begin

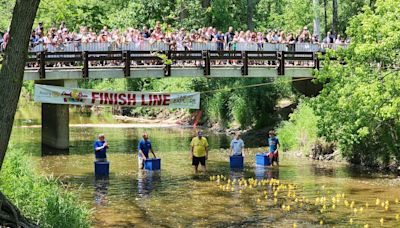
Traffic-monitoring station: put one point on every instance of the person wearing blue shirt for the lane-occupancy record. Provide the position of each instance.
(144, 147)
(273, 143)
(100, 148)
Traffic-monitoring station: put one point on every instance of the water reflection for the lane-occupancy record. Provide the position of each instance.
(147, 182)
(262, 172)
(236, 174)
(50, 151)
(101, 185)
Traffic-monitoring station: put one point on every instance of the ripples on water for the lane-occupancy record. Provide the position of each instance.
(174, 197)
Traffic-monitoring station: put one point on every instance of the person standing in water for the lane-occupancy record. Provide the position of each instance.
(237, 146)
(144, 147)
(273, 143)
(199, 152)
(100, 148)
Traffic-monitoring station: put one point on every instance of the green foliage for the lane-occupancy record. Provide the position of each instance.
(359, 105)
(39, 198)
(299, 133)
(290, 15)
(5, 14)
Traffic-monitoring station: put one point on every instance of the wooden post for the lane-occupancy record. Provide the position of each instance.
(42, 64)
(167, 69)
(281, 68)
(316, 60)
(85, 64)
(245, 60)
(127, 59)
(206, 59)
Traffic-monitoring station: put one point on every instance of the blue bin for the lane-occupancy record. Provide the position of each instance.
(263, 159)
(101, 168)
(236, 162)
(152, 164)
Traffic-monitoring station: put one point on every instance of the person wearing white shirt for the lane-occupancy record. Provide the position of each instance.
(237, 146)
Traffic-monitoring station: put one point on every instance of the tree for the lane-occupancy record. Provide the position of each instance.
(360, 102)
(11, 77)
(316, 18)
(250, 13)
(335, 19)
(325, 16)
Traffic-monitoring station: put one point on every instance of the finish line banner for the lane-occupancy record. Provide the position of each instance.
(61, 95)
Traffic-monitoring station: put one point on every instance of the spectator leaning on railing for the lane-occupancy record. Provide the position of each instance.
(181, 39)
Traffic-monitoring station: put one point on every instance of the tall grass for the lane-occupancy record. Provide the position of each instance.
(299, 133)
(40, 199)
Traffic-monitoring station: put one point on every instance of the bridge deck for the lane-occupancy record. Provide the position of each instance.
(143, 64)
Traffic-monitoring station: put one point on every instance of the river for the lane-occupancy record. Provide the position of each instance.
(332, 194)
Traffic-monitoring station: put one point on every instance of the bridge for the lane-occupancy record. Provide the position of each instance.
(65, 67)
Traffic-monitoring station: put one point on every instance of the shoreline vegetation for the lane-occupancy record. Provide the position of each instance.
(43, 200)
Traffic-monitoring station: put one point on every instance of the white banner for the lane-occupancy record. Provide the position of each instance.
(76, 96)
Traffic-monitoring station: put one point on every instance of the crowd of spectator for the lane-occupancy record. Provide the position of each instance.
(177, 39)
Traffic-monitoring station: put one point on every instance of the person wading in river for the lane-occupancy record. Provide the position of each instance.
(144, 147)
(274, 145)
(237, 146)
(100, 148)
(199, 152)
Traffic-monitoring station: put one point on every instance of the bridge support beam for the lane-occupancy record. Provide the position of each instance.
(55, 122)
(307, 87)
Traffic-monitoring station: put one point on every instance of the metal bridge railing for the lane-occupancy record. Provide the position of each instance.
(194, 46)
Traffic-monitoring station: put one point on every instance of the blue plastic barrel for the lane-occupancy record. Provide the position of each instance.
(102, 168)
(236, 162)
(263, 159)
(152, 164)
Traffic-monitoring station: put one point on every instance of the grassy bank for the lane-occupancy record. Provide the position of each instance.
(40, 199)
(299, 133)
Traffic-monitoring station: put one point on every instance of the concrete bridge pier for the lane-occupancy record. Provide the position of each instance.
(307, 87)
(55, 122)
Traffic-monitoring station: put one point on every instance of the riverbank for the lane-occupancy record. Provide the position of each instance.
(42, 199)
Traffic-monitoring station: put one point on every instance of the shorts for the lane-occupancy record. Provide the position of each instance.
(140, 163)
(274, 157)
(197, 160)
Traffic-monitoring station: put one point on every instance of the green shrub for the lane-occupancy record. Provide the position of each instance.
(299, 133)
(40, 199)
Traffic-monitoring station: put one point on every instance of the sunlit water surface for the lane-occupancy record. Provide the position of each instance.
(174, 197)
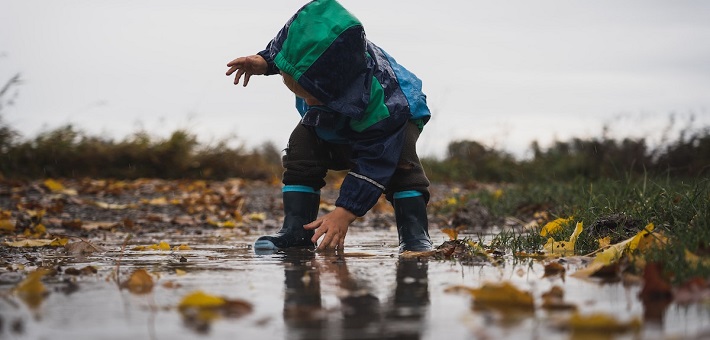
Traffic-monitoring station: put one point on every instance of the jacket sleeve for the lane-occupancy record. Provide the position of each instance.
(266, 54)
(375, 159)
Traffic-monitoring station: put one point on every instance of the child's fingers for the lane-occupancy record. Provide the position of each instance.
(326, 243)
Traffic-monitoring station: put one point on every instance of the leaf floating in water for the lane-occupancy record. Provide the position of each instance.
(502, 296)
(200, 309)
(601, 324)
(140, 282)
(31, 290)
(56, 242)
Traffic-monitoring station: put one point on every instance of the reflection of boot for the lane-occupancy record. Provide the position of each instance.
(410, 302)
(303, 314)
(412, 223)
(300, 208)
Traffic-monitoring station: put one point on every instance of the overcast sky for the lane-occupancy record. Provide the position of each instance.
(503, 73)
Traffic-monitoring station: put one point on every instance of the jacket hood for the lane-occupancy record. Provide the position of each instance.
(323, 47)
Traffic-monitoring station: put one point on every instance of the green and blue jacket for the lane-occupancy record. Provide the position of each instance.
(368, 97)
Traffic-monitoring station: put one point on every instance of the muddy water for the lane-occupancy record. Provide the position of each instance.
(371, 293)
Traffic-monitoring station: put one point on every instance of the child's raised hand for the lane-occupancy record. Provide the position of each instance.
(247, 66)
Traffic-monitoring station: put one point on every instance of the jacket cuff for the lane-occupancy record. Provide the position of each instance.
(357, 195)
(272, 69)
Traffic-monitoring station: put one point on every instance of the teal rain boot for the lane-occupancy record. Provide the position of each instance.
(300, 208)
(412, 222)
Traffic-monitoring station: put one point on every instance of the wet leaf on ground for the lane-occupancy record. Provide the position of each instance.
(31, 290)
(140, 282)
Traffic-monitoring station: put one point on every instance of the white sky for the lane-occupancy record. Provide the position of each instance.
(499, 72)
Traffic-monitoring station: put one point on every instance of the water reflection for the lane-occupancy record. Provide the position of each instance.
(362, 314)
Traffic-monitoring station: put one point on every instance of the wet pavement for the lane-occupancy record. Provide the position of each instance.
(371, 293)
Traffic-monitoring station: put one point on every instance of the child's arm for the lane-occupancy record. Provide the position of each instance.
(247, 66)
(334, 225)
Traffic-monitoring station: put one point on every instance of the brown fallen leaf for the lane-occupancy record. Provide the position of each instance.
(56, 242)
(502, 296)
(140, 282)
(554, 268)
(554, 300)
(31, 290)
(82, 248)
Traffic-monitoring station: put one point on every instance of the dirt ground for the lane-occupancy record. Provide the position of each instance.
(155, 259)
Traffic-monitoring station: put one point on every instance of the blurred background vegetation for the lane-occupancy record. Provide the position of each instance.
(68, 152)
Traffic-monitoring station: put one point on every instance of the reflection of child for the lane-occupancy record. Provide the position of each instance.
(361, 111)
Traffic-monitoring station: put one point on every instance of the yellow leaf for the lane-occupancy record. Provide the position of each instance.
(612, 254)
(604, 242)
(259, 217)
(31, 290)
(7, 226)
(160, 246)
(140, 282)
(563, 248)
(59, 242)
(58, 188)
(53, 185)
(199, 299)
(182, 247)
(555, 226)
(156, 201)
(453, 233)
(40, 229)
(504, 295)
(111, 206)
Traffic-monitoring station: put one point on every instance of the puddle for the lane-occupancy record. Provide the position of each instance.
(370, 294)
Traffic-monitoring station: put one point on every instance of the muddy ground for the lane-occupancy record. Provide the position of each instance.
(155, 259)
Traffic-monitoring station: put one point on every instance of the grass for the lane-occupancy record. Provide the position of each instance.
(678, 208)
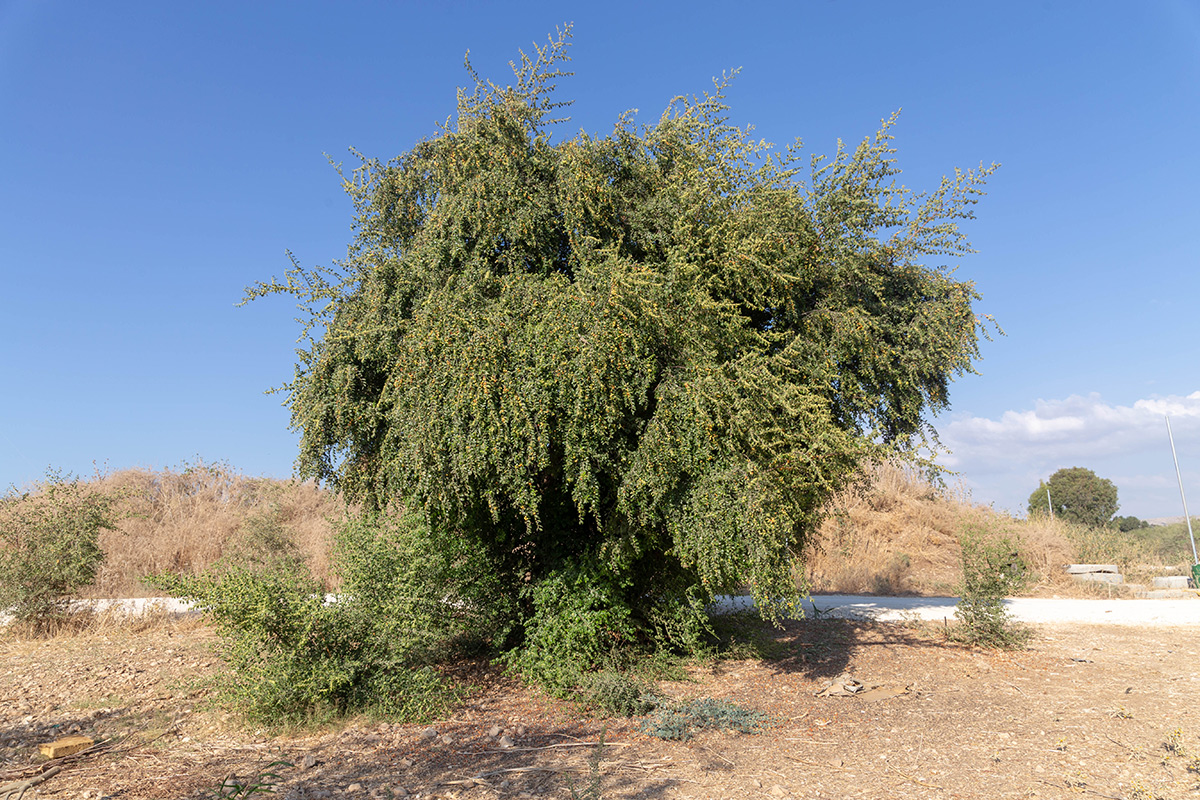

end

● **Task statement**: Count the lines above that contain the string "vegetation". Reply with only that number.

● **Answer to this problem**: 2